PROBLEM 1 =
Print the article on George Perle from "By JERRY TALLMER" up to and including "Bayonne, New Jersey.".
PROBLEM 2 =
In the article on George Perle, where and when was Perle born?
PROBLEM 3 =
Carry the article on George Perle forward from the point where it stops.

QUOTED TEXT =
◇ ◇ ◇ ◇ ◇

By JERRY TALLMER
George Perle, renowned composer, will have his work feted at Lincoln Center
George Perle, one of this country’s most distinguished 20th century composers, was born May 6, 1915, in Bayonne, New Jersey.
A few nights ago in the Upper West Side apartment he and his wife share, not too far from West 67th Street’s Merkin Hall, where on February 7 the Da Capo Chamber Player will pre-celebrate his 90th birthday, he was spurred into a discussion of the meaning of music, particularly for people for whom a printed page of notes on a staff is like a printed page of Cuneiform.
“You’re putting me on the spot,” Perle said, speaking slowly, as is his privilege. “Reading a novel is altogether different from reading a newspaper, but it’s all language. If you go to a concert, you have some kind of reaction to it. If the newspaper is Chinese, you can’t understand it. But if you hear something by a Chinese composer, if it’s playful, for instance, you understand
“There are all sorts of aspects of life that we deal with, even if we don’t understand it. You guess at what something means,” he said.
Tchaikovsky’s “1812 Overture” has to do with the defeat of Napoleon. That’s a clear enough meaning. But except for specifics like that, are we expected to know what a piece of music means, or is that irrelevant?

◇ ◇ ◇ ◇ ◇

DATA =
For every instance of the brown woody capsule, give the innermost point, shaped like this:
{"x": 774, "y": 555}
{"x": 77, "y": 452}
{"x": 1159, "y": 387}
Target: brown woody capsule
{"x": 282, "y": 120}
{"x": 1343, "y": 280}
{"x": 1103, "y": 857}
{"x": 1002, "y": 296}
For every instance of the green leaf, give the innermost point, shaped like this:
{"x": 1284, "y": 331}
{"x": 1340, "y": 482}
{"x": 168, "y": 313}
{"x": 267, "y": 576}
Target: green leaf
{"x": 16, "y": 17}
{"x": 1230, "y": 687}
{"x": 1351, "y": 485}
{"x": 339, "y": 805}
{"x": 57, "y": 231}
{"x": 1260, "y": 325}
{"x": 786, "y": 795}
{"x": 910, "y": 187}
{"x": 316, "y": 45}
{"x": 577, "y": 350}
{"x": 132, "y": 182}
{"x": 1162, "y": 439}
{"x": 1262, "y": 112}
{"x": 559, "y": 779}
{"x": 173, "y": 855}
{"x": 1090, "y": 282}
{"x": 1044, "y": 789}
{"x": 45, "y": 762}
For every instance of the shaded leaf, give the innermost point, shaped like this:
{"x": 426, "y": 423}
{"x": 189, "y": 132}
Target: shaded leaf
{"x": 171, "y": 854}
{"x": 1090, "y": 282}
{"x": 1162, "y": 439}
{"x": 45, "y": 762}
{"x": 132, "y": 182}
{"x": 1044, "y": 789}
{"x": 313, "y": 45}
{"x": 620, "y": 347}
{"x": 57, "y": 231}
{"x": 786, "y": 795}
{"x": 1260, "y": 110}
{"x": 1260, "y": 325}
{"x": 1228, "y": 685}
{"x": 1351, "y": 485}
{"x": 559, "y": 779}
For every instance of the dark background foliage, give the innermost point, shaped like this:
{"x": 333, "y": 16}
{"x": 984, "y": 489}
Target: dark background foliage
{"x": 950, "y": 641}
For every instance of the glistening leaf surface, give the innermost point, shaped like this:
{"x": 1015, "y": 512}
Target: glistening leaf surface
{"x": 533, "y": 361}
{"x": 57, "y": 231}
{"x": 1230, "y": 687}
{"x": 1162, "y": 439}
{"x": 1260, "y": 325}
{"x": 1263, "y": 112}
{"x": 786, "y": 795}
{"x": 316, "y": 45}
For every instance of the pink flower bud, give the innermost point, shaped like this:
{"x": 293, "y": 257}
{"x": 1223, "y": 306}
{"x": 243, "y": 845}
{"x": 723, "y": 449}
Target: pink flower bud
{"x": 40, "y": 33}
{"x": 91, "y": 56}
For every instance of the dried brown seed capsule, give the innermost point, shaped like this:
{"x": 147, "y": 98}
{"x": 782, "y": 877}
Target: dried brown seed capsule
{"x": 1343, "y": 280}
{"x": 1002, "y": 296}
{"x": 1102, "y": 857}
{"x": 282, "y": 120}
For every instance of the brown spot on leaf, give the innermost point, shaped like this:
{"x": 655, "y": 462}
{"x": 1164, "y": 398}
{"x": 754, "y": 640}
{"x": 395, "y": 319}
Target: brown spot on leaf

◇ ◇ ◇ ◇ ◇

EXPECTED ANSWER 1 =
By JERRY TALLMER
George Perle, renowned composer, will have his work feted at Lincoln Center
George Perle, one of this country’s most distinguished 20th century composers, was born May 6, 1915, in Bayonne, New Jersey.

EXPECTED ANSWER 2 =
He was born on May 6, 1915, in Bayonne, New Jersey.

EXPECTED ANSWER 3 =
“No,” said Perle. “Good question.”
His wife, pianist and music teacher Shirley Rhoads Perle, spoke up.
“Frequently,” she said, “even gifted students with good ears have found it difficult to read notes.”
“I never had trouble reading notes,” the composer murmured.
Mr. Perle was asked whether his music is abstract.
“No more abstract than Mendelsohn’s music.”
“Why do you say Mendelsohn?” enjoined his wife.
“It could have been anybody,” he grunted. After a moment: “I remember when I first understood the meaning of music. I remember the precise instant.
“Before that, I had listened to music but nobody but myself knew I listened to music.”
You were a little kid?
“A little kid, seven years old. It was an absolutely overwhelming moment. A totally ecstatic experience. I remember standing there and wondering what the hell was happening.
“I was having a piano lesson. The pianist was my father’s niece, Esther Vieland, who had come from Russia. My father didn’t know about music. He was a housepainter by trade, but he used to sing a lot and had a natural passion for music. He bought a piano for his niece to play, and for me to learn how to play.”
Was this in New Jersey?
The 89-year-old strained to remember. “Might have been Chicago”––to which the family moved when he was still that little kid, and where Perle would subsequently have a classmate at John Marshall High School named Saul Bellow.
“My recollection of that experience”—the moment of epiphany––“is that the piano was there, and Esther was playing. Not bad,” he said, with a hidden smile, of his powers of recall, “when you’re approaching 90.”
Remember the piece that so affected you?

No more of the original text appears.